From the line that holds "of the ceiling" to the last line of the data, copy everything exactly; leave out all the rest.
+++ Provided data
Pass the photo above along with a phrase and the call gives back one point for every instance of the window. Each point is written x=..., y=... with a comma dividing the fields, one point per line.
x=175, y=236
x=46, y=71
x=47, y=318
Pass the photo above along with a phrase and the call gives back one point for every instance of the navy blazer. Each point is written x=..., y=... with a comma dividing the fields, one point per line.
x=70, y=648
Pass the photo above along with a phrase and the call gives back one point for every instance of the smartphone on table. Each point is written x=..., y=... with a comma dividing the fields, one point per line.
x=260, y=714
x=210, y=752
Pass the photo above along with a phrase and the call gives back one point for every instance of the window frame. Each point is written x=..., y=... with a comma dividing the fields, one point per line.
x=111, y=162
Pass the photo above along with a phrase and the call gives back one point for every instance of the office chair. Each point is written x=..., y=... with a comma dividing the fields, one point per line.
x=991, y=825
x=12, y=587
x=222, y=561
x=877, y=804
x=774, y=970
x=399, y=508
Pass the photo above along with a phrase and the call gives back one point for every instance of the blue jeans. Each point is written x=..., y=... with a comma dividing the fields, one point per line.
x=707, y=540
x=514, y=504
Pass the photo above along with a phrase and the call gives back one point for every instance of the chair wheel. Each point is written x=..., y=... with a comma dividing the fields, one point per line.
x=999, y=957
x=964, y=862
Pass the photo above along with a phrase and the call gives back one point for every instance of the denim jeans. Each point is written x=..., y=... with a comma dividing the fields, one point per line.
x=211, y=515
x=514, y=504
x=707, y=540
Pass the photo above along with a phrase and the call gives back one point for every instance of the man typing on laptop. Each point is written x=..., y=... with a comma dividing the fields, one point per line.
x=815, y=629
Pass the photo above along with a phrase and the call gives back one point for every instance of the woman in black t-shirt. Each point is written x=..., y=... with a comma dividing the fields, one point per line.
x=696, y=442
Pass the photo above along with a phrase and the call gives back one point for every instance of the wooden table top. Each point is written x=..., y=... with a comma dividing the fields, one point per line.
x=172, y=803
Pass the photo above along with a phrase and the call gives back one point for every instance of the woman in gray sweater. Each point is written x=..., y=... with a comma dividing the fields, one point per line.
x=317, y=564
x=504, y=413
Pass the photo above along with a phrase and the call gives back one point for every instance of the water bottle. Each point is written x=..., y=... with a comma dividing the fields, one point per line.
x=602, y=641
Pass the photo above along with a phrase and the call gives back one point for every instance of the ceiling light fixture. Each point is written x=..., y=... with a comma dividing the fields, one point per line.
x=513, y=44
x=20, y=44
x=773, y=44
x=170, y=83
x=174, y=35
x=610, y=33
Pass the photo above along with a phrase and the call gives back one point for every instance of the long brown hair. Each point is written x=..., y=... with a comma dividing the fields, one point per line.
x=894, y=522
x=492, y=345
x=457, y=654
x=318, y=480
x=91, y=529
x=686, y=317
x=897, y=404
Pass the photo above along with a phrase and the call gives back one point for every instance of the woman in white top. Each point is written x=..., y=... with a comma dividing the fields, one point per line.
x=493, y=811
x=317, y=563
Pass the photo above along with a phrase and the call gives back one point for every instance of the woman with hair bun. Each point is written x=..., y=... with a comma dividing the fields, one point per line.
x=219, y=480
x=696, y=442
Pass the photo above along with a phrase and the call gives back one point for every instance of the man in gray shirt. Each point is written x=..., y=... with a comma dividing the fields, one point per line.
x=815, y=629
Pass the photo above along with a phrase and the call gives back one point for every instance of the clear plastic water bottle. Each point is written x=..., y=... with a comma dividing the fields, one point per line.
++++++
== Solution for this problem ==
Pass the photo above along with a phrase and the call gives back one point for every instance of the ceiling light fixture. Each point is written x=..., y=... with a comma dividing the fields, one point per line.
x=513, y=44
x=20, y=44
x=773, y=44
x=170, y=83
x=174, y=35
x=610, y=33
Pass the photo above along with a phrase and the call gives back one point for every instance of the long brown hair. Each point is written x=..., y=... with a comma dividing the fields, one point per line.
x=894, y=522
x=492, y=345
x=457, y=654
x=318, y=480
x=91, y=529
x=686, y=317
x=897, y=404
Pass the photo above along with a phrase and the call gives back one point for every instance of the woman in white top. Each point is written x=..., y=... with a comma dividing the fields, one point per line.
x=493, y=811
x=317, y=563
Pass the photo above along with a phrase and the call gives back one point for every instance of the woman with hair bun. Each point is written x=..., y=... with a comma dividing the fields, one point per line.
x=219, y=480
x=696, y=442
Pass the photo above along with a phrase and the call gives back one point for every instance of the man in gray shirt. Each point is written x=..., y=... with a comma dividing the fields, one point per line.
x=815, y=629
Pass the photo above along with a phrase and the call gives back one point for every instance of the clear plastic water bottle. Each point is written x=..., y=... with a comma dividing the fields, one point per line.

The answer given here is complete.